Answer these questions from the potentiometer datasheet excerpt below:
(a) How many individual resistors make up each resistor array?
(b) What are the minimum and maximum voltages on the RH and RL pins?
(c) On which edge is the INC input triggered?

Extract provided:
Begin

Each resistor array is comprised of 31 individual resistors
connected in series. At either end of the array and between
each resistor is an electronic switch that transfers the
connection at that point to the wiper. The wiper is connected
to the RL terminal, forming a variable resistor from RH to RL.
Pin Descriptions
RH and RL
The RH and RL pins of the X93255 are equivalent to the end
terminals of a variable resistor. The minimum voltage is VSS
and the maximum is VCC. The terminology of RH and RL
references the relative position of the terminal in relation to
wiper movement direction selected by the U/D input per
potentiometer.
Up/Down (U/D)
The U/D input controls the direction of a single
potentiometer’s wiper movement and whether the counter is
incremented or decremented.
Increment (INC)
The INC input is negative-edge triggered. Toggling INC will
move the wiper and either increment or decrement the
pertaining potentiometer’s counter in the direction indicated
by the logic level on the pertaining potentiometer’s U/D
input.

End

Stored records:
Begin

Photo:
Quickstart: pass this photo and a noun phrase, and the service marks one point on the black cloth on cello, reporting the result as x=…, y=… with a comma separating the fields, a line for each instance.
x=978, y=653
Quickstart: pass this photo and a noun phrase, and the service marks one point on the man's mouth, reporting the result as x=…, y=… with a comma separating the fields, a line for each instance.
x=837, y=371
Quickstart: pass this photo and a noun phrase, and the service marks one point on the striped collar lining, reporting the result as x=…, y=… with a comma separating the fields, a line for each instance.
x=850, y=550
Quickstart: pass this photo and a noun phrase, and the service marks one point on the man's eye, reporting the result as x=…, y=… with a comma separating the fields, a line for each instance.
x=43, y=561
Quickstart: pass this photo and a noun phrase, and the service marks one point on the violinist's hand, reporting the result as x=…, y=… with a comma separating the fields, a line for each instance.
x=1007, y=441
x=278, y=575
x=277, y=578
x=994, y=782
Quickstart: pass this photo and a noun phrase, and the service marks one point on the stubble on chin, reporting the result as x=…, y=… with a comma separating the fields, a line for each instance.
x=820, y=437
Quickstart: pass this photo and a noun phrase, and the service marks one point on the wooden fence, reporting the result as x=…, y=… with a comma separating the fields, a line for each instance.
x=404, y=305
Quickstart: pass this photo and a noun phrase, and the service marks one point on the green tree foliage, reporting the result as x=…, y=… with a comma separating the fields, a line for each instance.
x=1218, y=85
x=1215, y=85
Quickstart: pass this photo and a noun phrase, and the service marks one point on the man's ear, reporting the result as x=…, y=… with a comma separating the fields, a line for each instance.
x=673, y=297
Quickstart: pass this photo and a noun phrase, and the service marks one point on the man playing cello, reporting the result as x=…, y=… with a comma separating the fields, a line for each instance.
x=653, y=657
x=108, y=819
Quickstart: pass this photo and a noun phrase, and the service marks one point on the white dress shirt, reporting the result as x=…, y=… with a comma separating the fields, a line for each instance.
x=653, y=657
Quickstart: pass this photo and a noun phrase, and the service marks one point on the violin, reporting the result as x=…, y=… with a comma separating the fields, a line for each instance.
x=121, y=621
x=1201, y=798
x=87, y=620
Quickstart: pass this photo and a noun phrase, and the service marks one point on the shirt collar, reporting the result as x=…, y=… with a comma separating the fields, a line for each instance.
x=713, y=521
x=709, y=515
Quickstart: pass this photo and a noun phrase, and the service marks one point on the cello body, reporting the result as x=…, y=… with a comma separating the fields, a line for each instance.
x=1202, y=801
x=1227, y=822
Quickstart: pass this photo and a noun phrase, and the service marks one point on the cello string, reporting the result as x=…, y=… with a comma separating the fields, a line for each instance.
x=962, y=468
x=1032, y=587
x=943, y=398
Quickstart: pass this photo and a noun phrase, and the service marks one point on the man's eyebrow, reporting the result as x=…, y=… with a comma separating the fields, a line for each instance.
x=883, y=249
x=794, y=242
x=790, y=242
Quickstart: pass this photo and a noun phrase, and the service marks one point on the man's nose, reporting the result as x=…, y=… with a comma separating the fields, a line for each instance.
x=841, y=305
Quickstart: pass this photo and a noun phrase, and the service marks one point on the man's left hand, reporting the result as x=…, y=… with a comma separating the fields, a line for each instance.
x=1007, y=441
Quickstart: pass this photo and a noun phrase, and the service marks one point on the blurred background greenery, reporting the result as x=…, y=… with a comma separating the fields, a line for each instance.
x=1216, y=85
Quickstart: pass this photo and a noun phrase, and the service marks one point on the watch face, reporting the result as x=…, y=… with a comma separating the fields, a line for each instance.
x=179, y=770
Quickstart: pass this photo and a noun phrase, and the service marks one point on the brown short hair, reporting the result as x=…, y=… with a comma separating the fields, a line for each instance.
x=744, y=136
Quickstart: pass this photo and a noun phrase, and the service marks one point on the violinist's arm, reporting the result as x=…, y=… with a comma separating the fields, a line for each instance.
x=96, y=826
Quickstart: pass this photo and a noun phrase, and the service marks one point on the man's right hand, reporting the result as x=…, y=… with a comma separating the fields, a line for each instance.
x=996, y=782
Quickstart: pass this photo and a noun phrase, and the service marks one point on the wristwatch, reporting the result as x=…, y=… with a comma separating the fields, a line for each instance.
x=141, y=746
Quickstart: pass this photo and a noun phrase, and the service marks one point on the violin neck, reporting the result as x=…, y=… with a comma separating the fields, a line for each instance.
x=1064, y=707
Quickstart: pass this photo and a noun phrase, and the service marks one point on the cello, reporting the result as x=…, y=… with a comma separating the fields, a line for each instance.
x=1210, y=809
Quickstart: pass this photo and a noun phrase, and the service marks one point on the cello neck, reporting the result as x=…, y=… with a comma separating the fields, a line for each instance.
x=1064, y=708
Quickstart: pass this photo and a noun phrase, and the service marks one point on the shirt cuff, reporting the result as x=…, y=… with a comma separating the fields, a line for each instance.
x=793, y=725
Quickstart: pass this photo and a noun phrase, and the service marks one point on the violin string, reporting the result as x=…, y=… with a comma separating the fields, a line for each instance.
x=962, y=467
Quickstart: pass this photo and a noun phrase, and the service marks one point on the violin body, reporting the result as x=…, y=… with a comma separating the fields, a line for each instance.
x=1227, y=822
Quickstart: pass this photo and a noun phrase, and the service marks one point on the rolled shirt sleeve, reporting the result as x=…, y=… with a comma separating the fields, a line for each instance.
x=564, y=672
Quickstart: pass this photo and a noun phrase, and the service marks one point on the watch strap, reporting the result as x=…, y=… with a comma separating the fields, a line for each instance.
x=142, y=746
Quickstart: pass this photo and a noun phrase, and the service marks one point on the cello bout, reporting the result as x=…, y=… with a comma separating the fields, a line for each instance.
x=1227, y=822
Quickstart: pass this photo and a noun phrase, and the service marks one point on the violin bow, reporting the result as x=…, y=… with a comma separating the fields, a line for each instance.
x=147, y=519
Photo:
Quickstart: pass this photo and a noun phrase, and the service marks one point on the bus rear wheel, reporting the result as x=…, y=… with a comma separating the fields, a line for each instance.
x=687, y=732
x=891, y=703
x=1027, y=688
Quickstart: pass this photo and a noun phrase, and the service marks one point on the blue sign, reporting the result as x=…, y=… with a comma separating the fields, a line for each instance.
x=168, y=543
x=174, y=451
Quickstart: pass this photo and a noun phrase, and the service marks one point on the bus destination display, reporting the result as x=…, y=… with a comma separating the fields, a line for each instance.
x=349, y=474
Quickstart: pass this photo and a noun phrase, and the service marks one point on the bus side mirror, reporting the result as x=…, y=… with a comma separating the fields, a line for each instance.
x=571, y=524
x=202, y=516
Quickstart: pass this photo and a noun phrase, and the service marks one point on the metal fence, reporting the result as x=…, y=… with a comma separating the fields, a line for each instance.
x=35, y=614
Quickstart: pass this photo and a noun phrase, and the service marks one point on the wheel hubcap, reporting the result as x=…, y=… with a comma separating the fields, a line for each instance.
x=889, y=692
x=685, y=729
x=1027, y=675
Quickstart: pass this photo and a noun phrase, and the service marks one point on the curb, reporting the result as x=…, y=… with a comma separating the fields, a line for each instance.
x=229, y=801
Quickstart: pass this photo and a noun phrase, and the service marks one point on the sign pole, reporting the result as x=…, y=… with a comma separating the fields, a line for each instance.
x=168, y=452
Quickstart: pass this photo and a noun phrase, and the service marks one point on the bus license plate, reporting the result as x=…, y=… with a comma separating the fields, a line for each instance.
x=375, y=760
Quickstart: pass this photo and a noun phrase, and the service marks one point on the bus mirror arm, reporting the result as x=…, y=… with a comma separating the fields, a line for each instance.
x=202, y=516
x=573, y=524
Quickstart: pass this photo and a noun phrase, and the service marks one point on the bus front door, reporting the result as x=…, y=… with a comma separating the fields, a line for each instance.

End

Exercise solution:
(a) 31
(b) The minimum is VSS and the maximum is VCC.
(c) The negative edge